Description of the task:
Give the material from its beginning through the line containing "xmin=0 ymin=435 xmax=89 ymax=480" as a two-column CSV with the headers input and output, one row per text-and-answer pair. Put each text and each answer in a single quoted field, and replace line breaks with spaces.

[Detection annotation records]
>>>>>
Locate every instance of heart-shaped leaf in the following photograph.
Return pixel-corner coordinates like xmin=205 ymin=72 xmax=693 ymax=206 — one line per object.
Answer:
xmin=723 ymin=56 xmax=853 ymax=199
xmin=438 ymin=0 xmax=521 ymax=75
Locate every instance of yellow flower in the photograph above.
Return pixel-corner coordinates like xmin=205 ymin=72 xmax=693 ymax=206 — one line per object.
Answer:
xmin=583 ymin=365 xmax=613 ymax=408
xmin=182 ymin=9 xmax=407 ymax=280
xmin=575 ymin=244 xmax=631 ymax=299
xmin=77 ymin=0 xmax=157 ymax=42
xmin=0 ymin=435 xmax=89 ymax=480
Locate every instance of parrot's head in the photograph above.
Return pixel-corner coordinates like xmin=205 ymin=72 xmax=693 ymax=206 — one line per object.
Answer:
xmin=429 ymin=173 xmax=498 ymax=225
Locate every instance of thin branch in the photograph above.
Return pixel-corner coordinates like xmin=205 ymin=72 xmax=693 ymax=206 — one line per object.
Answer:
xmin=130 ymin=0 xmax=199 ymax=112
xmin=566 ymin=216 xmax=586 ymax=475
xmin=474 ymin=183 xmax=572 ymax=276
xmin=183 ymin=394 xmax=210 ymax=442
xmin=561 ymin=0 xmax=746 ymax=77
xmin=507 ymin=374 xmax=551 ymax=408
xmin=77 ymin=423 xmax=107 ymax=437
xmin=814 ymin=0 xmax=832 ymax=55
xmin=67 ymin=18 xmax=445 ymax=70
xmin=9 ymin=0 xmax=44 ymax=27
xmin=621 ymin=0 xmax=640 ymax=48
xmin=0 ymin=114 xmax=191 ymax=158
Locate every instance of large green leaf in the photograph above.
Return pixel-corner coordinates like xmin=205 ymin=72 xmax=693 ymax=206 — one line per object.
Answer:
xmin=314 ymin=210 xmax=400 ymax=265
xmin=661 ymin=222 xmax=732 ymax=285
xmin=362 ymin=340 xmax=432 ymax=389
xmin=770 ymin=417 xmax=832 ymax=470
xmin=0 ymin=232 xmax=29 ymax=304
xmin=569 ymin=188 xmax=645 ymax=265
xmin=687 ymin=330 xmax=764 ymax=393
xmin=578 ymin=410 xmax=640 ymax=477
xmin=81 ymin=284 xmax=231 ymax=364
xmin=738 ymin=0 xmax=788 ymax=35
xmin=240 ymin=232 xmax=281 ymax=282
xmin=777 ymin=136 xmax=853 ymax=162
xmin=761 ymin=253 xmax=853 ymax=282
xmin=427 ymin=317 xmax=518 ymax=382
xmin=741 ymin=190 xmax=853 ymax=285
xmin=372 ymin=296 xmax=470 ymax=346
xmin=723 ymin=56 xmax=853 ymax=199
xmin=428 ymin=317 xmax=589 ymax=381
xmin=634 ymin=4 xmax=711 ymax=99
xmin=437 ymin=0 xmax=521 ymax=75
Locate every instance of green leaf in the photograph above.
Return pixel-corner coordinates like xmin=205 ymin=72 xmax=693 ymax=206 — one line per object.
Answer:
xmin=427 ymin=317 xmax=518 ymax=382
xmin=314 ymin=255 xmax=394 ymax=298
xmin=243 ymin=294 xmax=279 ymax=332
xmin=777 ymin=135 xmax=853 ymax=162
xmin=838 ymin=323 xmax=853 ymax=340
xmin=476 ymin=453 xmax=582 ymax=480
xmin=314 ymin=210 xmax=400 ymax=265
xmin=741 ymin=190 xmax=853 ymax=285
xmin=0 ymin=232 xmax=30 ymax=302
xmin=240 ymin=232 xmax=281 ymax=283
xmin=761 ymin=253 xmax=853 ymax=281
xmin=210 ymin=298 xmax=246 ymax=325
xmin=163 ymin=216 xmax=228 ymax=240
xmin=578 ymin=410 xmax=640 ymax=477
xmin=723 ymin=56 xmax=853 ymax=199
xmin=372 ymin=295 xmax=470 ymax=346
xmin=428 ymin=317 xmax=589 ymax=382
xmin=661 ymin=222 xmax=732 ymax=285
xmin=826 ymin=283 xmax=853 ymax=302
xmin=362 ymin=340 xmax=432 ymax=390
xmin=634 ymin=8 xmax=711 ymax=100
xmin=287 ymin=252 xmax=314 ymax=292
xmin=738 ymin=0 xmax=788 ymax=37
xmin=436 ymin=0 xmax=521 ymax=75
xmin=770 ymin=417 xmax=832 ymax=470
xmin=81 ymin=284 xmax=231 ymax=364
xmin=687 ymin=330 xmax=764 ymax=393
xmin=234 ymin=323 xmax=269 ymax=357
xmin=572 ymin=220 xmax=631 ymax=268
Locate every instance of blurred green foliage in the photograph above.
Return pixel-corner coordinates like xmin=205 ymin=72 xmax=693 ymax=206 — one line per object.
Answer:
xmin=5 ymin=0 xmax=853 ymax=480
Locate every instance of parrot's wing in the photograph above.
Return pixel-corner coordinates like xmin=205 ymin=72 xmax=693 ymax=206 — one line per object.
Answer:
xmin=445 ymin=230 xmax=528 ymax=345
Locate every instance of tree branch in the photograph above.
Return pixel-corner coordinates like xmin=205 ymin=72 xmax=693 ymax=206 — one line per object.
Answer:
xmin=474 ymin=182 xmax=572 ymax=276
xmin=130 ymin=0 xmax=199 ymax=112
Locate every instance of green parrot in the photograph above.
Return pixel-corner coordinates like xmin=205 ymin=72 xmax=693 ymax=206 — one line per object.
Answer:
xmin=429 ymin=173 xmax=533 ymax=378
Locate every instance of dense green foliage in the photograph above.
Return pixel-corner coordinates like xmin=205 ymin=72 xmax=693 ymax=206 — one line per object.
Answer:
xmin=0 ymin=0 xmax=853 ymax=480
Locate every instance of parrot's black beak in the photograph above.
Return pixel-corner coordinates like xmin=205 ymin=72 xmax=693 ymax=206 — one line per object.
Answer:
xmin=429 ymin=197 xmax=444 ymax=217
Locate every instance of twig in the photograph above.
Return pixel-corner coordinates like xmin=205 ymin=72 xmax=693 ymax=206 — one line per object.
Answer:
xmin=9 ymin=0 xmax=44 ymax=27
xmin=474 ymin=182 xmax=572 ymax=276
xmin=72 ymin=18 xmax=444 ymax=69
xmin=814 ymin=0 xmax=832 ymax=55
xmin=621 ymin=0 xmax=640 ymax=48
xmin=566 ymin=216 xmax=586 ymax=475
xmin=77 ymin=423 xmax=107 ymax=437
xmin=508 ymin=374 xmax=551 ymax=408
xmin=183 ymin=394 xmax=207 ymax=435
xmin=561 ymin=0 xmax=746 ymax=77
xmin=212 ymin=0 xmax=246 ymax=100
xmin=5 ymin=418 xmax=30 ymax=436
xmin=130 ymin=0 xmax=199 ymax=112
<<<<<
Exercise result:
input,output
"Locate every instance of heart-shaped leaf in the following photograph. Return pixel-corner coordinates like xmin=205 ymin=72 xmax=693 ymax=206 — one line per object. Answer:","xmin=723 ymin=56 xmax=853 ymax=199 xmin=438 ymin=0 xmax=521 ymax=75"
"Locate every instance of yellow flower in the photograph above. Return pixel-corner coordinates like xmin=205 ymin=72 xmax=693 ymax=206 — one line per object. Answer:","xmin=583 ymin=365 xmax=613 ymax=408 xmin=182 ymin=9 xmax=407 ymax=280 xmin=575 ymin=244 xmax=631 ymax=299 xmin=77 ymin=0 xmax=157 ymax=42 xmin=0 ymin=435 xmax=89 ymax=480"